- [Page extract]
---

Thanks for Listening!

Here is  the transcription from Episode 27 Multi-Location Local SEO Strategy and Website Design Tips For Businesses With Multiple Locations;

Jesse: Welcome back to Local SEO Tactics, Jesse Dolan here with Bob Brennan. This week,
we’re going to be talking about multi-location businesses. Some of this may not apply to
you if you’re not a multi-location business, however, there are some tips we’re going to
talk about in here that you could probably tease out and still apply to your business.
We’re even talking about how to make good pages that convert, and some things like
that. Even if you’re not a multi-location business, I would still give this a listen and check
it out, what is going to be 15 minutes long, 20 minutes long, it’s not going to be the
biggest waste of time you’ve ever had, you’re going to get something out of it here, so
stay tuned.

For the rest of you, if you do have a multi-location business, we’re going to go through
some things on how to set up your pages and your website to rank and dominate for
each location on your single website. Some businesses have multiple websites for each
business, we’re going to be talking about having multiple pages on your one website.
That’s important for local SEO nowadays, you kind of have that main site with that main
authority and that main rank, instead of spreading that out over multiple websites. This
helps you really develop that rank and get that link juice back from Google on that.
One of the main things for local SEO, we always talk about it, is having your Google My
Business listing and Bing Places as well, here this is all going to apply to Bing too, but for
the rest of this episode we’re just going to say GMB, but do it on both. First and
foremost, as always, make sure you’ve got a GMB. Get one of these set up for each
location, you can have multiple locations in your GMB account. If you’re doing things
white hat, you’re not trying to really game the system, there’s no reason to split this up
into multiple accounts. Some places if you go online, they’ll say “split these up”, and
kind of manage them independently.

If you’re playing by the rules, don’t worry about that. You have nothing to be afraid of if
you’re doing it the right way, you can manage I think it’s up to 100 locations, if not
more, in a single Google My Business account. You can add them all in there, you have
to verify each one the same way, they have to have a physical address. They send you
out the postcard with the verification number, you’ve got to enter that in, prove you’re
a legitimate business. From there, you can treat them all independently, you can set up
different hours, different phone numbers, website links, posts, all the GMB features that
are in there.

The show notes, we’ll link to some of our previous episodes on how to optimize and set
up your GMB pages, so we’re not going to dive too deep into how to do all that, but we
do want to stress that you’ve got to start there. Have a GMB for each location, super,
super critical. Now, for those GMB pages, you link your website to it, just like you would
a single location business. The thing that’s a little bit different, and this is where it starts
to separate on multi-location versus single location, is you want to have an individual
page on your website for each location.

---

- [Excerpted data]
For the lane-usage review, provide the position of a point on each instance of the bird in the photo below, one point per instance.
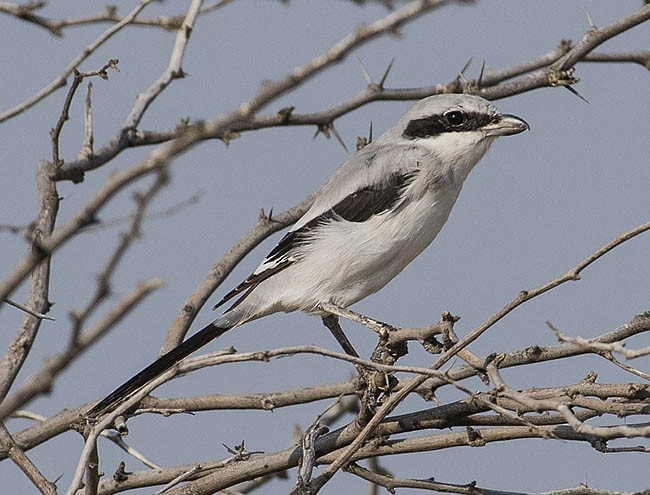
(378, 211)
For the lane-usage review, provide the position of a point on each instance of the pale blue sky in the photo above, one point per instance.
(537, 204)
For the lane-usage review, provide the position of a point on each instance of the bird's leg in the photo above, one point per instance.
(368, 392)
(332, 323)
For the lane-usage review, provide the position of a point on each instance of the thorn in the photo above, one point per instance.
(285, 113)
(386, 72)
(480, 75)
(338, 138)
(575, 92)
(461, 74)
(366, 76)
(590, 20)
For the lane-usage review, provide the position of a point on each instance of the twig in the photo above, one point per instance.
(42, 380)
(21, 460)
(35, 314)
(55, 133)
(174, 69)
(106, 15)
(59, 81)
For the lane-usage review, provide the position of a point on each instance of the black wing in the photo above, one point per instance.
(357, 207)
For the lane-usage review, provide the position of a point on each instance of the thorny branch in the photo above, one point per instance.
(489, 416)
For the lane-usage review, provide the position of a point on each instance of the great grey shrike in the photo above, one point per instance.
(378, 211)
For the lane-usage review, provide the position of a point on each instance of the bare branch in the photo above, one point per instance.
(59, 81)
(43, 380)
(7, 444)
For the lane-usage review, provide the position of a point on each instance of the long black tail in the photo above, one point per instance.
(160, 365)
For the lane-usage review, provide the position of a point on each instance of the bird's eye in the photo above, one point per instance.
(455, 117)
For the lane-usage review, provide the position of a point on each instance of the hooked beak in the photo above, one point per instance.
(506, 125)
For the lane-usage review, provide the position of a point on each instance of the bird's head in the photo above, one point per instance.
(457, 128)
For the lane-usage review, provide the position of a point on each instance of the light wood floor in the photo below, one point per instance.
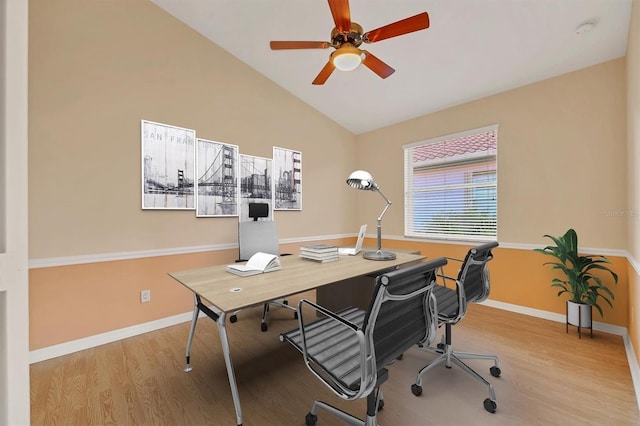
(548, 378)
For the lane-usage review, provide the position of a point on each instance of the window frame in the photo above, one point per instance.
(488, 157)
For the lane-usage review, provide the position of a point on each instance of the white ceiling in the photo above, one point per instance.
(473, 49)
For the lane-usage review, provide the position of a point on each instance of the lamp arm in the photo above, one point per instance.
(386, 207)
(379, 228)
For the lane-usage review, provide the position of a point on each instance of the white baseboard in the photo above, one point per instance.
(123, 333)
(104, 338)
(607, 328)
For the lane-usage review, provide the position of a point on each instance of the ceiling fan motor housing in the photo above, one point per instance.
(353, 37)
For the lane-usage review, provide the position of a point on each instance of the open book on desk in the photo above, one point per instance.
(257, 264)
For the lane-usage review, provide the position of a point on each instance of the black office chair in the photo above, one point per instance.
(259, 236)
(348, 351)
(471, 286)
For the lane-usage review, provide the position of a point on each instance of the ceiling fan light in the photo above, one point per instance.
(347, 58)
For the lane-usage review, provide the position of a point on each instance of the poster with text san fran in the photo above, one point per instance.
(168, 159)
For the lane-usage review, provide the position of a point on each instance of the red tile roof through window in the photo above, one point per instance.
(478, 142)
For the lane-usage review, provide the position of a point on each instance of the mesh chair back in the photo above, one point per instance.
(474, 274)
(401, 313)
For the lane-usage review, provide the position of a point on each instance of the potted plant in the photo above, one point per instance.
(585, 289)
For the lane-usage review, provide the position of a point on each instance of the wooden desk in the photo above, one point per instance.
(227, 293)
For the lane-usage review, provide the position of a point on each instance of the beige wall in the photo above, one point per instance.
(561, 156)
(633, 174)
(14, 284)
(98, 68)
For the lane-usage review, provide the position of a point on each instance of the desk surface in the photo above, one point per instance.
(229, 292)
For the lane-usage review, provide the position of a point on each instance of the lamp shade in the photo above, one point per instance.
(346, 58)
(361, 180)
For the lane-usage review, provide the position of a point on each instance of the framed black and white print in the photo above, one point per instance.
(287, 179)
(216, 179)
(168, 157)
(255, 184)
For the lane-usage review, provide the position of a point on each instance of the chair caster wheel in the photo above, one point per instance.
(416, 390)
(490, 405)
(310, 419)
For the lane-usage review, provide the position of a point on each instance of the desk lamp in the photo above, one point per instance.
(363, 180)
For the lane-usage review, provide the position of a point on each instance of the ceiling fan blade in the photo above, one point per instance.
(376, 65)
(341, 14)
(408, 25)
(324, 73)
(280, 45)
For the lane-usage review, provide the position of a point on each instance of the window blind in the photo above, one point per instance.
(451, 186)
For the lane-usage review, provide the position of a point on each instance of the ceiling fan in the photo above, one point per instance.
(346, 38)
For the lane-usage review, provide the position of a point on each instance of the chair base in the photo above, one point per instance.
(374, 403)
(447, 356)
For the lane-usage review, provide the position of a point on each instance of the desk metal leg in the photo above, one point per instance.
(194, 320)
(221, 321)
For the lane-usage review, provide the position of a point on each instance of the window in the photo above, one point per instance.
(451, 186)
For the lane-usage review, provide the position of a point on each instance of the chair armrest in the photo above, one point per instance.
(320, 340)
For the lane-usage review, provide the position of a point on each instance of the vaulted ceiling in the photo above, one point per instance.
(472, 49)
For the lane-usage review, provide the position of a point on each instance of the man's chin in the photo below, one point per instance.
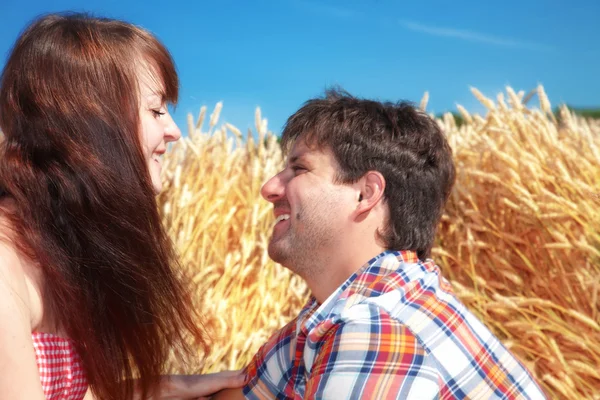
(277, 253)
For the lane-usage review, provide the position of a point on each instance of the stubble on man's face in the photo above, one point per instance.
(302, 249)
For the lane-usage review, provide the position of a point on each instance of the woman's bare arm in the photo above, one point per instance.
(193, 386)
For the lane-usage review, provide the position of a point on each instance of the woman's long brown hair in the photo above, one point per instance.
(86, 213)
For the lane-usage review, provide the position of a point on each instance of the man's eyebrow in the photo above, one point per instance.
(296, 157)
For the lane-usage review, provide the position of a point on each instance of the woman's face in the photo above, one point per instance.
(157, 125)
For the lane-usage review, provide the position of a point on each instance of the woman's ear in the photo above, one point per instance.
(371, 186)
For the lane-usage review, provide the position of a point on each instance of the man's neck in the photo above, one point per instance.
(333, 271)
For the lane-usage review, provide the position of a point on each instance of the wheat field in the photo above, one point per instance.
(520, 238)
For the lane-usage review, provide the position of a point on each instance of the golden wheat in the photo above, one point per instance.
(519, 239)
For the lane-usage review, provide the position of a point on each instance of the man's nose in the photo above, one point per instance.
(273, 189)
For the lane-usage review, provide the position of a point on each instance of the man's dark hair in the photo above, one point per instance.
(397, 139)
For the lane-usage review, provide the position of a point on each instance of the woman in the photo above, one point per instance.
(85, 265)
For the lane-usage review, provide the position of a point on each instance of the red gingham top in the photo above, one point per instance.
(61, 371)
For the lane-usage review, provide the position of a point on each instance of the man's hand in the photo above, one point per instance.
(173, 387)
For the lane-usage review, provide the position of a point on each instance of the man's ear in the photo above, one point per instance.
(371, 186)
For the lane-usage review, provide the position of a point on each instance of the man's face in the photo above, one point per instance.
(311, 210)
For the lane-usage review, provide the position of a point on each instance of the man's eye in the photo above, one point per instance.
(297, 169)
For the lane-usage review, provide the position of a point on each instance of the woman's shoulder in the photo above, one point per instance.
(13, 281)
(19, 277)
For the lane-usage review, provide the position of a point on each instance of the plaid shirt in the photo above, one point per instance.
(393, 330)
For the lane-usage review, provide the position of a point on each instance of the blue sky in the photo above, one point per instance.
(278, 53)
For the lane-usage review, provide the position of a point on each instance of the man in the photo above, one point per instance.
(356, 207)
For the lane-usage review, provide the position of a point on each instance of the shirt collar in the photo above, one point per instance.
(383, 264)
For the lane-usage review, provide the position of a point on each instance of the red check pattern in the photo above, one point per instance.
(61, 371)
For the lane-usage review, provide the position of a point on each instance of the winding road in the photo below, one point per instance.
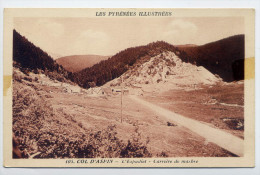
(221, 138)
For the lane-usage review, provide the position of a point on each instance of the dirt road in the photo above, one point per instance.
(217, 136)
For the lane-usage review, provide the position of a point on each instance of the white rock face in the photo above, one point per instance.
(166, 71)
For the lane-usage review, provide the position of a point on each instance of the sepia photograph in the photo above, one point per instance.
(130, 86)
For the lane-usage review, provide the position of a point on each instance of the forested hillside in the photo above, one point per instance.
(224, 57)
(28, 57)
(118, 64)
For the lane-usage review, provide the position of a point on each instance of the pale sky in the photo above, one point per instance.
(107, 36)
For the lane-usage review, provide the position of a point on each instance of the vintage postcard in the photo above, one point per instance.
(129, 87)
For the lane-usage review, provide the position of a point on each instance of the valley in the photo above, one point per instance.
(145, 101)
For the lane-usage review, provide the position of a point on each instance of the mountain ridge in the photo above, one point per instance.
(75, 63)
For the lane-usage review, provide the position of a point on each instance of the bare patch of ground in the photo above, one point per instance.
(220, 105)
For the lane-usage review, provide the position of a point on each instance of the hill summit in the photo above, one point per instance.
(163, 72)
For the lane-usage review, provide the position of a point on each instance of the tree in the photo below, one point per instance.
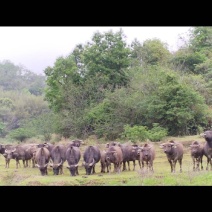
(151, 52)
(107, 56)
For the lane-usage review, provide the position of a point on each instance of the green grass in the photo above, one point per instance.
(162, 175)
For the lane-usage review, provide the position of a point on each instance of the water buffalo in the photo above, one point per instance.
(76, 143)
(174, 152)
(91, 156)
(103, 162)
(114, 155)
(147, 155)
(42, 157)
(19, 152)
(197, 152)
(208, 147)
(58, 157)
(2, 151)
(129, 152)
(73, 156)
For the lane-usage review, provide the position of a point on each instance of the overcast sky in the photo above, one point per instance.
(36, 48)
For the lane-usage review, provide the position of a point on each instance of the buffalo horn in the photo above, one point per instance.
(92, 163)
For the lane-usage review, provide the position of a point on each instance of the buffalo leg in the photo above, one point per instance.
(201, 163)
(193, 163)
(170, 162)
(180, 162)
(133, 165)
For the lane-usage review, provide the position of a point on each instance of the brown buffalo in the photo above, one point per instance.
(197, 152)
(104, 163)
(174, 152)
(91, 156)
(58, 157)
(114, 155)
(147, 155)
(73, 156)
(42, 157)
(208, 147)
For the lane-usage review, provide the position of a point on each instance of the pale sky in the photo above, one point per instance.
(36, 48)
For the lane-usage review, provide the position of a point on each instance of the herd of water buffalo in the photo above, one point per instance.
(120, 155)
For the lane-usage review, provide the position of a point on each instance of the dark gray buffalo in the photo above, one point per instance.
(91, 156)
(208, 147)
(103, 162)
(197, 152)
(58, 157)
(174, 152)
(130, 153)
(76, 143)
(147, 155)
(73, 156)
(42, 157)
(114, 155)
(2, 151)
(19, 152)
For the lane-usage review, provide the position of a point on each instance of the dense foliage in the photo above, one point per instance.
(113, 90)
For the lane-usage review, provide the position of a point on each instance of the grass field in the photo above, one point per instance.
(162, 175)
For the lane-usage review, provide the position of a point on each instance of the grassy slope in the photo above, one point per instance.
(160, 177)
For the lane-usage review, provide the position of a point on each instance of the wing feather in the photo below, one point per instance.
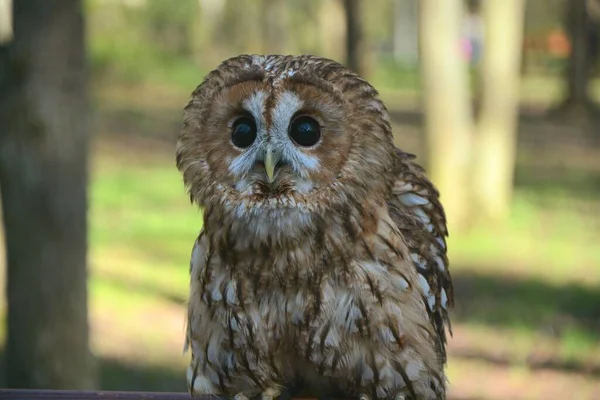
(416, 208)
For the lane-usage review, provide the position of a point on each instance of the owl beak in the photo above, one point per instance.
(269, 164)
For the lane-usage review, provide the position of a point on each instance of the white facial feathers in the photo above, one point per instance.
(286, 105)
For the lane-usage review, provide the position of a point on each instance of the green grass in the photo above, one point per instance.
(528, 290)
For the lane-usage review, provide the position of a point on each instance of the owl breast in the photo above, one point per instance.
(308, 317)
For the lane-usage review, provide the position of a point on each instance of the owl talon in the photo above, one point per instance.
(270, 394)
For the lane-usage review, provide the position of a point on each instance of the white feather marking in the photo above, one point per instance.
(332, 339)
(401, 187)
(421, 214)
(427, 291)
(411, 199)
(399, 282)
(444, 298)
(288, 104)
(367, 375)
(416, 258)
(230, 293)
(441, 242)
(440, 264)
(413, 370)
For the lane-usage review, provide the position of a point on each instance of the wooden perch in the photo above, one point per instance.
(18, 394)
(22, 394)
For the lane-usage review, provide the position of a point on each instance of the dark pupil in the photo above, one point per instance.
(305, 131)
(244, 132)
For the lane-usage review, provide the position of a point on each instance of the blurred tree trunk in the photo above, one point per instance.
(5, 21)
(494, 155)
(447, 105)
(406, 32)
(273, 26)
(583, 32)
(43, 173)
(354, 36)
(332, 28)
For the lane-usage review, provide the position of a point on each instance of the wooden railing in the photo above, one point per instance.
(17, 394)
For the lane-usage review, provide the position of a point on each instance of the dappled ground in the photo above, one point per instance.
(527, 320)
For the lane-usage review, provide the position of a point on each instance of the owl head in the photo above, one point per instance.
(268, 142)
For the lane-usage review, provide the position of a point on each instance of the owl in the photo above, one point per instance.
(321, 267)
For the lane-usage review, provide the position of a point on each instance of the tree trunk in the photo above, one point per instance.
(354, 36)
(497, 130)
(406, 32)
(448, 119)
(332, 29)
(581, 30)
(43, 173)
(5, 21)
(273, 26)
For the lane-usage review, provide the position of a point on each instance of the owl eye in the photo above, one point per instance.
(243, 132)
(305, 131)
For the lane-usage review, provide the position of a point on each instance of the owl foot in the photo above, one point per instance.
(399, 396)
(270, 393)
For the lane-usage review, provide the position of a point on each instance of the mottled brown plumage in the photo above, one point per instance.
(328, 276)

---

- [Written problem 1] Could you print the podcast transcript from "If you’re playing" up to and including "are in there."?
- [Written problem 2] Which lines of the records contain the string "wing"? Report each of them in full.

- [Problem solution 1]
If you’re playing by the rules, don’t worry about that. You have nothing to be afraid of if
you’re doing it the right way, you can manage I think it’s up to 100 locations, if not
more, in a single Google My Business account. You can add them all in there, you have
to verify each one the same way, they have to have a physical address. They send you
out the postcard with the verification number, you’ve got to enter that in, prove you’re
a legitimate business. From there, you can treat them all independently, you can set up
different hours, different phone numbers, website links, posts, all the GMB features that
are in there.

- [Problem solution 2]
For the lane-usage review, provide the position of a point on each instance of the black wing in the photo above, one point per instance.
For the lane-usage review, provide the position of a point on each instance of the wing feather in the photo below, one point per instance.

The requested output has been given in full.